Herr Baumann, erzählen Sie uns ein wenig über Ihre Arbeit bei finews.ch: Wie ist die Webseite aufgebaut, wer gehört zu Ihrer Leserschaft?

finews.ch ist ein Branchenportal, das sich an die Beschäftigten in Banken, Versicherungen und anderen Finanzinstitutionen richtet. Man bezeichnet uns oft auch als das «Intranet» der Schweizer Finanzbranche, weil man auf unserer Website alles erfährt, was so läuft.

Wir decken alle relevanten Themen ab: News, Stellenwechsel, Expansionen und Jobkürzungen, aber auch People’s Stories, Interviews, Kommentare, Einschätzungen – bis hin zu den beliebten Listicles*.

«Wir sagen oft, wir sind das Unternehmen, das die meisten Sitzungen abhält»

Wir nehmen unsere Leserinnen und Leser sozusagen virtuell an der Hand und begleiten sie durch den Finanzinfo-Dschungel. Wir haben vor sieben Jahren zu viert begonnen, sind jetzt mittlerweile elf Leute, davon sieben Redaktoren. Seit vier Jahren schreiben wir schwarze Zahlen.

*Listicles sind Artikel, die in Form von nummerierten Listen aufgearbeitet sind.

Wann finden Ihre Redaktionskonferenzen statt?

Wir sagen intern oft, wir sind das Unternehmen, das die meisten Sitzungen abhält. Und tatsächlich veranstalten wir neben unserer täglichen Redaktionskonferenz um 9 Uhr mehrmals am Tag Ad-hoc-Sitzungen in ganz kleinen Gruppen, um Einschätzungen abzugleichen, Instant-Ideen für einen Artikel zu entwickeln oder für den nächsten Tag zu planen.

«Das beste am Job ist, dass wir allen nur erdenklichen Menschen Fragen stellen können»

So entstehen überdurchschnittlich viele Beiträge als Gruppenarbeiten. Jeder liefert da und dort dem jeweils zuständigen Redaktor ein «Mosaiksteinchen». So werden unsere Artikel origineller, kompetenter und zeitnaher. Kurzum, sie bieten einen inhaltlichen Mehrwert.

Was, würden Sie sagen, ist das Beste an Ihrem Job?

Allen nur erdenklichen Menschen Fragen stellen zu können. Und als Mitbesitzer von finews.ch natürlich die Freiheit, selber entscheiden zu können – selbst wenn dies stets mit einem gewissen Risiko und der Verantwortung als Verleger sowie als Arbeitgeber verbunden ist.

Erfasste Daten:
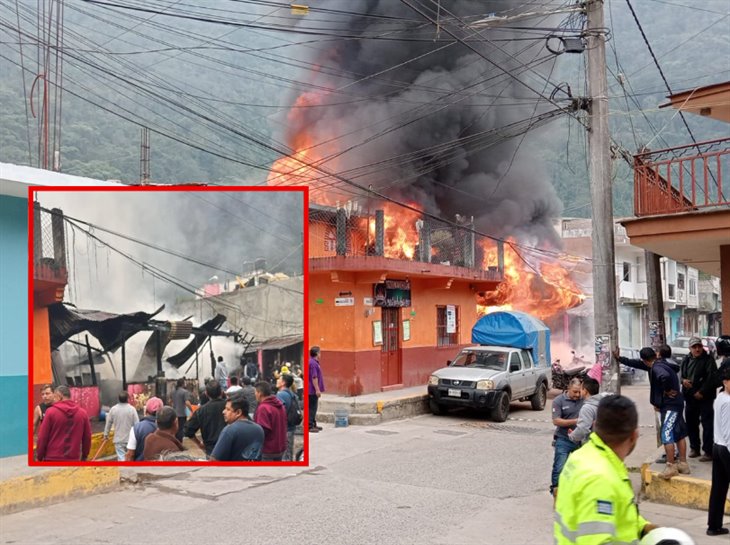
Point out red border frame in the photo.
[28,185,309,467]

Gestellte Aufgaben:
[A] Um wie viel Uhr findet laut dem Auszug die tägliche Redaktionskonferenz von finews.ch statt?
[B] Kopieren Sie aus dem Auszug wortgetreu die Passage, die mit den Worten „Wann finden Ihre“ beginnt und nach den Worten „Tag zu planen.“ endet.
Die Daten stammen aus einer anderen Quelle als der Auszug.

Ergebnisse je Aufgabe:
[A] Um 9 Uhr.

[B]
Wann finden Ihre Redaktionskonferenzen statt?

Wir sagen intern oft, wir sind das Unternehmen, das die meisten Sitzungen abhält. Und tatsächlich veranstalten wir neben unserer täglichen Redaktionskonferenz um 9 Uhr mehrmals am Tag Ad-hoc-Sitzungen in ganz kleinen Gruppen, um Einschätzungen abzugleichen, Instant-Ideen für einen Artikel zu entwickeln oder für den nächsten Tag zu planen.